Il est vrai que la pétrochimie a longtemps dominé dans nos métiers, mais certains plastiques historiques, toujours fabriqués aujourd’hui, y échappent. C’est le cas par exemple du polyamide 11, le « nylon français », qui est produit à partir d’huile de ricin.
Ce qui est intéressant, c’est que de la même façon que le développement des plastiques biosourcés procède aujourd’hui de choix politiques et réglementaires, le développement d’une filière du « nylon français » a été validée au plus haut niveau de l’État. Il s’agissait, après 1945, de soutenir l’industrie textile et d’intégrer l’économie des colonies. Les graines de ricin seraient débarquées et transformées à Marseille avant de gagner la région Lyonnaise. Pourquoi Lyon? Parce que c’était un centre textile. C’est à partir de cela qu’un important pôle de chimie s’y est développé. Les Soviétiques, à la même époque, ont tenté quelque chose d’équivalent à partir d’éthylène.
Le polyamide 11 est toujours produit aujourd’hui. C’est un polymère de spécialité, qui est plus cher que le polyamide 6 d’origine fossile, mais présente un compromis de propriétés intéressant beaucoup de clients. Par exemple, il résiste bien aux solvants, aux UV, aux intempéries (froid). Clairement, ici, la valeur est dans la propriété technique, et non dans le côté bio-sourcé.
La différence entre huile de ricin et pétrole est-elle majeure sur le plan des procédés ?
Non, ce sont des procédés chimiques, et non biologiques. Dans une huile il y a toujours une fonction acide sur une chaîne longue ; c’est une bonne matière première qui porte déjà une fonction chimique importante. Aux États-Unis, on fait ainsi des plastifiants secondaires à partir d’huile végétale (lin et soja).
L’huile de palme serait une matière première parfaite, dans ce contexte, si elle n’entrait pas en compétition avec des cultures alimentaires et si on ne connaissait pas les effets néfastes de ses plantations sur la biodiversité. En outre, l’élévation du niveau de vie des pays émergents conduit mécaniquement à une hausse de la demande d’huile de palme, ce qui l’écarte définitivement comme un substitut crédible au pétrole.

■ **TRAVAIL DEMANDÉ**
a: Répondez aux questions suivantes d'après l'extrait sur le polyamide 11.
(i) À partir de quelle matière le polyamide 11 est-il produit ?
(ii) Dans quelle ville les graines de ricin seraient-elles débarquées et transformées ?
(iii) À partir de quelles huiles végétales fabrique-t-on des plastifiants secondaires aux États-Unis ?
b: Traduisez en anglais cette phrase de l'extrait sur le polyamide 11 : « Il s'agissait, après 1945, de soutenir l'industrie textile et d'intégrer l'économie des colonies. »
c: Prolongez l'extrait sur le polyamide 11 à la suite de sa dernière phrase.
La liste qui vient ensuite constitue un matériau indépendant de l'extrait sur le polyamide 11.

■ **DONNÉES SOURCES**
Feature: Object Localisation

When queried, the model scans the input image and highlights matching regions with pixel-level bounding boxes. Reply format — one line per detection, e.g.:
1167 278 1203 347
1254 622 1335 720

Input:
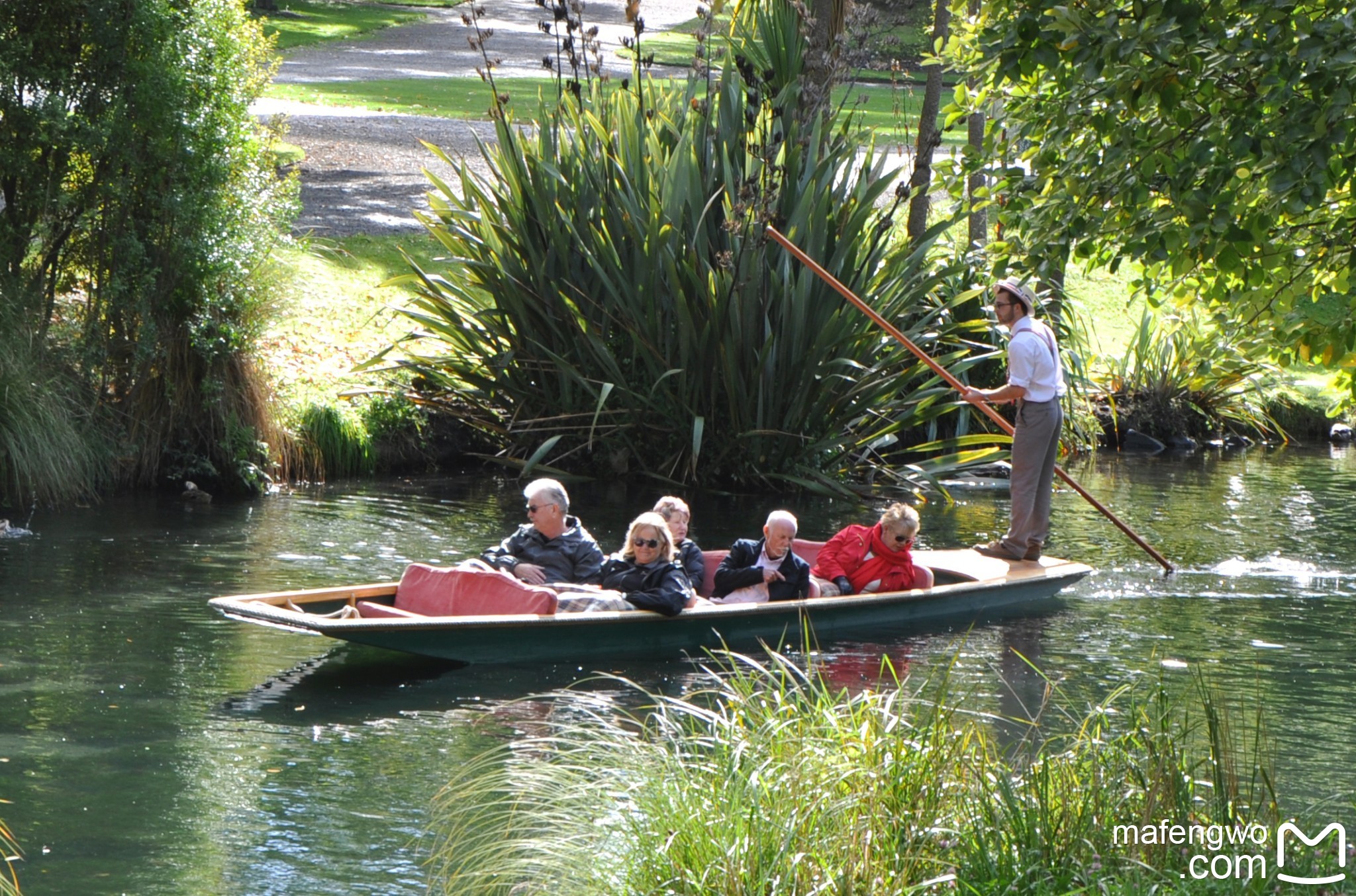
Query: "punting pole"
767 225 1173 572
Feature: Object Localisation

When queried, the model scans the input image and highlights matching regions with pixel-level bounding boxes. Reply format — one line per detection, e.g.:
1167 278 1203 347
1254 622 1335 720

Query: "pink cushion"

■ **RÉPONSES PAR CONSIGNE**
a:
(i) À partir d'huile de ricin.
(ii) À Marseille.
(iii) À partir d'huiles de lin et de soja.

b: After 1945, the aim was to support the textile industry and to integrate the economy of the colonies.

c:
Reste que les grandes entreprises de notre secteur, qui considèrent avec attention l’évolution des réglementations en Europe et ailleurs, recherchent activement aujourd’hui des sources alternatives au pétrole, qui leur permettent néanmoins de pas révolutionner leurs installations industrielles.
Chez Arkema nous avons cherché, par exemple, à développer un acide acrylique biosourcé. Le marché existe, du côté des peintures et des couches-culottes. Technologiquement, cela marche : le glycérol coproduit du biodiesel et de l’oléochimie, ainsi, serait un bon candidat. Mais les fluctuations du marché des biocarburants nous ont conduits à l’écarter.
Une autre stratégie consiste à partir sur des pistes entièrement nouvelles, comme le polyhydroxyalkanoate (PHA), un polyester obtenu par fermentation bactérienne. Mais ces procédés sont très éloignés de notre métier.
Les fonctions de biodégradabilité, en revanche, peuvent s’intégrer plus facilement dans vos produits ?
Oui, cela demande de la R&D mais en termes de base industrielle c’est moins compliqué. Nous sommes attentifs, toutefois, à raisonner en prenant en compte toutes les dimensions, et notamment l’intérêt du recyclage. La biodégradabilité doit être définie en fonction du milieu dans lequel le produit doit se dégrader : sol, compost domestique, compost industriel, milieu marin, etc. Il faut savoir qu’un plastique biodégradable le sera souvent dans les conditions d’un compost industriel, à 50–70°C, mais pas au fond de votre jardin. Et en compost industriel il ralentit le process, ce qui conduit les professionnels à l’éviter. Seul un petit nombre de plastiques sont dégradables en milieu marin.
Il est préférable de sélectionner des produits biodégradables pour des familles de produits où la fonction est vraiment utile. Par exemple, les filets de protection dont l’on entoure le tronc des jeunes arbres, et qui doivent se dégrader en quatre ou cinq ans.
Autre exemple, une firme innovante, Lactips, produit une version biodégradable à 100% du petit film hydrosoluble qui entoure le liquide de votre lave-vaisselle. C’est un produit vraiment utile, dans la mesure où ses composants se retrouvent intégralement dans les eaux usées.